» **Questions on the material**:
1 – Please copy the passage on eating less meat word for word, from "Earth-friendly tip: Skip" to "breakfast green smoothie!).".
2 – According to the passage on eating less meat, how much water can be saved each year by skipping the pre-rinse and running the dishwasher only when it is full?
3 – Carry on writing the passage on eating less meat, starting after its final sentence.

» **Provided text**:
More than 70 percent of the earth’s fresh water is used in agriculture of plants and animals: it takes 100 to 200 times more water to produce a pound of beef than it does to grow a pound of plant foods. Plus, the United Nations has reported that the livestock sector is most likely the largest source of water pollution. So, skipping the meat may have more of a positive planetary impact than turning off the water while brushing your teeth or taking a shorter shower! Consuming seafood is also an issue, as we face problems with overfishing, habitat damage, and species endangerment.

Earth-friendly tip: Skip the pre-rinse when using a dishwasher and only run it when full - this can save up to 7,300 gallons of water a year.


It Saves Energy

It is no secret that we have an energy crisis on our hands - oil prices are skyrocketing and the world is scrambling to find a more sustainable method to power our homes and cars. Meanwhile, citizens are urged to conserve energy, and one of the best ways of doing so is by eliminating meat and dairy from your diet. Case and point: a Cornell study found that producing animal-based protein requires eight times more fossil-fuel energy than creating plant-based protein.

Earth-friendly tip: Next time you buy a kitchen appliance, get one that is Energy Star-approved, and only use electronic appliances when necessary (in other words, unplug that blender after you make your breakfast green smoothie!).


It Clears The Air

You can smell a factory farm (feed lot) from a mile away - literally, those places stink! And it’s not just an unpleasant smell - this form of air pollution is a major problem. You’ve probably heard that cows release a lot of methane when they pass gas and burp. These emissions plus nitrous oxide in their manure are largely connected to climate change. That’s why a report by the UN concluded that animal agriculture is a larger contributor to greenhouse gas than all forms of transportation. And speaking of the previously mentioned issue of deforestation, when rainforests are cleared to create livestock pastures, carbon is released into the air.

» **Material provided**:
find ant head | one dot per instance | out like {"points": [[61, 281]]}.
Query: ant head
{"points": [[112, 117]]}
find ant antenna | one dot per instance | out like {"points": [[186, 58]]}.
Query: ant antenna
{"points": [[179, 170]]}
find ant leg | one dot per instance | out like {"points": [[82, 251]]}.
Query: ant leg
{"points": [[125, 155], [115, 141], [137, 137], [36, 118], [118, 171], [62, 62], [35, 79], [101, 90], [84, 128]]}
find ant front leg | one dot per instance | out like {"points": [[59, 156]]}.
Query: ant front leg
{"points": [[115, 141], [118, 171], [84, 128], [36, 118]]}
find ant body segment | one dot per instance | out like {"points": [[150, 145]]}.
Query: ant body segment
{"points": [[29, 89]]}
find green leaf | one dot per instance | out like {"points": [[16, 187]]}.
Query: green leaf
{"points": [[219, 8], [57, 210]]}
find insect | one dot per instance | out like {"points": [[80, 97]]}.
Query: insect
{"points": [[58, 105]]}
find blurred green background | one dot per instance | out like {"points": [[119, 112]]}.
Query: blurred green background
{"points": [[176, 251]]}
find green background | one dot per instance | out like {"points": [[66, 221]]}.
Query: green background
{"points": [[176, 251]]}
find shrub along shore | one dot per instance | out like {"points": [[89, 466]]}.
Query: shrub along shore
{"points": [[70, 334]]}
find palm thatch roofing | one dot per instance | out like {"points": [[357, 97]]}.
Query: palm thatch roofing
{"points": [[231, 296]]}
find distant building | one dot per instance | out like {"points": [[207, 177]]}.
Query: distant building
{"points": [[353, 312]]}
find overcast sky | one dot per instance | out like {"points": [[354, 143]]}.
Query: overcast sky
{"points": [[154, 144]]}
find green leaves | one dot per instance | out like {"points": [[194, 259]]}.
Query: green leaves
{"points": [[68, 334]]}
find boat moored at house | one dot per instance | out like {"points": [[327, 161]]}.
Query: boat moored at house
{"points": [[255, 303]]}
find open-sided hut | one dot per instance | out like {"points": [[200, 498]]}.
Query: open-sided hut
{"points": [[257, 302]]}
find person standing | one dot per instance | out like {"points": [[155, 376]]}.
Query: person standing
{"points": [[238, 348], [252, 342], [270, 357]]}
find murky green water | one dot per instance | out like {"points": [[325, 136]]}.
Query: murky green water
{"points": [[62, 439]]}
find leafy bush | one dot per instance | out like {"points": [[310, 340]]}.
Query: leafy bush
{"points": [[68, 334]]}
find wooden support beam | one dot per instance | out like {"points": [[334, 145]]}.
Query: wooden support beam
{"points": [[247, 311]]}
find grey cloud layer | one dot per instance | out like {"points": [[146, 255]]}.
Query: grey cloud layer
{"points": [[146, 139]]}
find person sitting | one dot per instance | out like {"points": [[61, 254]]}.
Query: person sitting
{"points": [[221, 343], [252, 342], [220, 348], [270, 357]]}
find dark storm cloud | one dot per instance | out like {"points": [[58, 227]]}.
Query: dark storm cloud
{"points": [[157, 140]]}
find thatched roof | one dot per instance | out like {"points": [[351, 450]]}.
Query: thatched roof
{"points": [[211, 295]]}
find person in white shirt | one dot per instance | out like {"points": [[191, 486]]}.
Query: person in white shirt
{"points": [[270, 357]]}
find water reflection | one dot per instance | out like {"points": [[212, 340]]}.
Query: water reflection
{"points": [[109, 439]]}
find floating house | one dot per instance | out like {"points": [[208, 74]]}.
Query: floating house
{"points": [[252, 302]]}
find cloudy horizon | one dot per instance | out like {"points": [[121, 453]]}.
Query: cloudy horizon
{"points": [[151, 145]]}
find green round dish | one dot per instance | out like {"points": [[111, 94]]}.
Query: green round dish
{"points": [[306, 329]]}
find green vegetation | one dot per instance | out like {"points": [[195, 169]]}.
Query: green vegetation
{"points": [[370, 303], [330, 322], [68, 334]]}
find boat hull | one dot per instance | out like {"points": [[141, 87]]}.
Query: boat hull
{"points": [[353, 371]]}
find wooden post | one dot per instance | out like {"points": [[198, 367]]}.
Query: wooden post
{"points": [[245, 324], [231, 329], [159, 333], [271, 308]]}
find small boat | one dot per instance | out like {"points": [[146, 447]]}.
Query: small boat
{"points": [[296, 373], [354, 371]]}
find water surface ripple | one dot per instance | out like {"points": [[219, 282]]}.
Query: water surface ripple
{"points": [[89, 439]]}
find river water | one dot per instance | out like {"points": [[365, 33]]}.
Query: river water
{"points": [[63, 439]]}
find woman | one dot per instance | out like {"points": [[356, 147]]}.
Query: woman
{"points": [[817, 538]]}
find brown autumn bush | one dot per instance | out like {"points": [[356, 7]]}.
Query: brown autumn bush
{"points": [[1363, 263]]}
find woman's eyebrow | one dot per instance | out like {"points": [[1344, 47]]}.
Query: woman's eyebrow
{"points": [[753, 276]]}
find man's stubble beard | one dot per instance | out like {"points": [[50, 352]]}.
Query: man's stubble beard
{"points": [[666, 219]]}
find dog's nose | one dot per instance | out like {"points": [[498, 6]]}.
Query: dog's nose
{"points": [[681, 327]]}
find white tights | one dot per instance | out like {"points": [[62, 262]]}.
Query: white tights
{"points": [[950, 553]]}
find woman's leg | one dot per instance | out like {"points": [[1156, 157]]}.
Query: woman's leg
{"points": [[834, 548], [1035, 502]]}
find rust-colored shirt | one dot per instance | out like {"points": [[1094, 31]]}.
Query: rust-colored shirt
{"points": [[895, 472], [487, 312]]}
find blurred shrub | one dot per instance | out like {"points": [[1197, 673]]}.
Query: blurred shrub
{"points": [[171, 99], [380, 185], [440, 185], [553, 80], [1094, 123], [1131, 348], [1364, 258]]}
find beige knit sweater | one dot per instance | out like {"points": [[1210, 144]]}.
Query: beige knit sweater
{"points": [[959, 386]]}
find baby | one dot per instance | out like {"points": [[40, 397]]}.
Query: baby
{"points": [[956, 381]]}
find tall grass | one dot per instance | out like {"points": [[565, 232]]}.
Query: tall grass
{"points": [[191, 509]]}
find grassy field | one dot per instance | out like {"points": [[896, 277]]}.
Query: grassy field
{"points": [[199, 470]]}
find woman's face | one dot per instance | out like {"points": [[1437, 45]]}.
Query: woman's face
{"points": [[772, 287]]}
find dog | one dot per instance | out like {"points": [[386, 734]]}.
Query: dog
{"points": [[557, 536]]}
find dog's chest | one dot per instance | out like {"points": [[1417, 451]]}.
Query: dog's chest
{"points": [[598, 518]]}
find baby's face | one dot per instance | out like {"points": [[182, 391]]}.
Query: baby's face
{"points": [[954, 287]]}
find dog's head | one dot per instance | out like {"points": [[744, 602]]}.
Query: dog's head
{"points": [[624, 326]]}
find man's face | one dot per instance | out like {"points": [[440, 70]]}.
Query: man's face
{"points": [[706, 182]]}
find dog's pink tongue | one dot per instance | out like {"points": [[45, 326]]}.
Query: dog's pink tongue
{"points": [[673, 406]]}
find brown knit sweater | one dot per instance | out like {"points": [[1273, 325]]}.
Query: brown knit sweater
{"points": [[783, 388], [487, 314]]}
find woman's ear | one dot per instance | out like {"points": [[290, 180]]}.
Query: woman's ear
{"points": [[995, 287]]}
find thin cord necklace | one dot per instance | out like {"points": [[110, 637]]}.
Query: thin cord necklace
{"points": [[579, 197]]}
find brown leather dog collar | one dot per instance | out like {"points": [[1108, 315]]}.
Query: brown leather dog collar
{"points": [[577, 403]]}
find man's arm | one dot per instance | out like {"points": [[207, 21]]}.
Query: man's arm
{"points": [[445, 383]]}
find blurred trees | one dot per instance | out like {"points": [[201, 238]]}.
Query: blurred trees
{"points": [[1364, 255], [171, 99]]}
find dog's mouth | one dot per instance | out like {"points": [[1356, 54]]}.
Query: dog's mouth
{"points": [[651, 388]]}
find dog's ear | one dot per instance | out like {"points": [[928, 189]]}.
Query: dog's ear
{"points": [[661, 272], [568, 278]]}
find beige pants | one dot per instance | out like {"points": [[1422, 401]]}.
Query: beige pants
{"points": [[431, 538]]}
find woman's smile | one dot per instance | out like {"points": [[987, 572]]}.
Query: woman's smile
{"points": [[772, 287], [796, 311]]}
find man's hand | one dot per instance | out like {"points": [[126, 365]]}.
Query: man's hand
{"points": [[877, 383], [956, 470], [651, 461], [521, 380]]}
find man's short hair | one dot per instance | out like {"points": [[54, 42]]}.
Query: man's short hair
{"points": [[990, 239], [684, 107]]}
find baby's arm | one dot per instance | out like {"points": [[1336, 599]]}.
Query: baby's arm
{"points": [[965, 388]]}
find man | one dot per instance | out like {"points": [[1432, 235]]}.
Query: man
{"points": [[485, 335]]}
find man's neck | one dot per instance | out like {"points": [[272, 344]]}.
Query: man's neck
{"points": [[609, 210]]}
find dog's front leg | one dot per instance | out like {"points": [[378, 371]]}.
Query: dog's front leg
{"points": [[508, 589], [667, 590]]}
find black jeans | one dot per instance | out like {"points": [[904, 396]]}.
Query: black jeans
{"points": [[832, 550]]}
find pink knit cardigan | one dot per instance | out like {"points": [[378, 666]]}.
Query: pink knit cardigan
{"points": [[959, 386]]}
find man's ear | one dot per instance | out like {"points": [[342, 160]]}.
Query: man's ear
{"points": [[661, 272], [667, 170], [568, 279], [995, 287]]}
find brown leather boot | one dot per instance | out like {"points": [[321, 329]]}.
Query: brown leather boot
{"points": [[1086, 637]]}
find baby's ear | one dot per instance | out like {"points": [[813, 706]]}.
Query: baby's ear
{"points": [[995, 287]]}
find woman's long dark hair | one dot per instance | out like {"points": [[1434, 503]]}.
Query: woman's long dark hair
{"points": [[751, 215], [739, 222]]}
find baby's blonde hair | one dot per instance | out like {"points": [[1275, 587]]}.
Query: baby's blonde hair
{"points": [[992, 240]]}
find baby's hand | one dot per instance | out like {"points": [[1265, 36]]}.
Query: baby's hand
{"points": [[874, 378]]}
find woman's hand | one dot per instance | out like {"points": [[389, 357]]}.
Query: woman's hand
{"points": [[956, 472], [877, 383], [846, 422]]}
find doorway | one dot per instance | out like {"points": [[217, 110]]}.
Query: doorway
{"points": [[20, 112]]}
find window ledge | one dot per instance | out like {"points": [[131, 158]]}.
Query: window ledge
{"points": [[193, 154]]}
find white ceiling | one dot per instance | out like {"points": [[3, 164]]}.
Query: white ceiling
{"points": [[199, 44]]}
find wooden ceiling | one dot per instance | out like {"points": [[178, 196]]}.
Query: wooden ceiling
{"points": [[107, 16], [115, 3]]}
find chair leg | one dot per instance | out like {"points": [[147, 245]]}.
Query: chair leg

» **Answers to the exercises**:
1 –
Earth-friendly tip: Skip the pre-rinse when using a dishwasher and only run it when full - this can save up to 7,300 gallons of water a year.


It Saves Energy

It is no secret that we have an energy crisis on our hands - oil prices are skyrocketing and the world is scrambling to find a more sustainable method to power our homes and cars. Meanwhile, citizens are urged to conserve energy, and one of the best ways of doing so is by eliminating meat and dairy from your diet. Case and point: a Cornell study found that producing animal-based protein requires eight times more fossil-fuel energy than creating plant-based protein.

Earth-friendly tip: Next time you buy a kitchen appliance, get one that is Energy Star-approved, and only use electronic appliances when necessary (in other words, unplug that blender after you make your breakfast green smoothie!).

2 – Up to 7,300 gallons of water a year.

3 –
Earth-friendly tip: Buy more local, plant-based foods to cut back on the distance it has to travel from farm to plate, thus reducing the amount of emissions created in the process.


It Combats World Hunger

Hundreds of millions of people around the world are currently suffering from hunger and malnutrition, and yet 70 percent of the grain grown in the United States is fed to livestock. Even animals in poor countries are fed cereal, as well as legumes and vegetables, in order to produce meat and dairy. All in all, more than 700 million tons of human-grade food goes into animal agriculture each year, which could instead be used to eradicate hunger.

Earth-friendly tip: Only order or make as much food as you can eat in one sitting to prevent waste. If you happen to have leftovers, store them in a reusable container and compost any inedible scraps.


Things You Should Know….

1.  It takes 16 lbs of grain and soybeans to produce 1 lb of feedlot beef.


2.  1 acre of trees is spared each year by each individual who switches to a pure plant based diet.


3.  Over 19,000 animals are slaughtered every minute in the U.S. alone.


4.  Livestock production is the user of more than half of all water purposes in the U.S.


5.  1 billion tons of un-recycled waste is produced annually by U.S. livestock in confinement operations.


6.  There are no sewer systems in our feedlots and the waste often ends up in our water.


7.  55% of total antibiotics used in the U.S. are fed routinely to livestock.


8.  Grass-fed animals create more methane than grain-fed because it takes more digesting to break down

the cellulose in grass.


9.  Many marine ecologists think that the biggest single threat to marine ecosystems today is overfishing. Our appetite for fish is exceeding the oceans' ecological limits with devastating impacts on marine ecosystems. Scientists are warning that overfishing results in profound changes in our oceans, perhaps changing them forever.


10.  The majority of the dead zones (lack of oxygen) in our oceans are caused by runoff from animal manure, fertilizers, and heavy metals.


Every time we sit down to eat, we have the opportunity to “think green” and do our part in creating a world in which our planet can support life for all its inhabitants.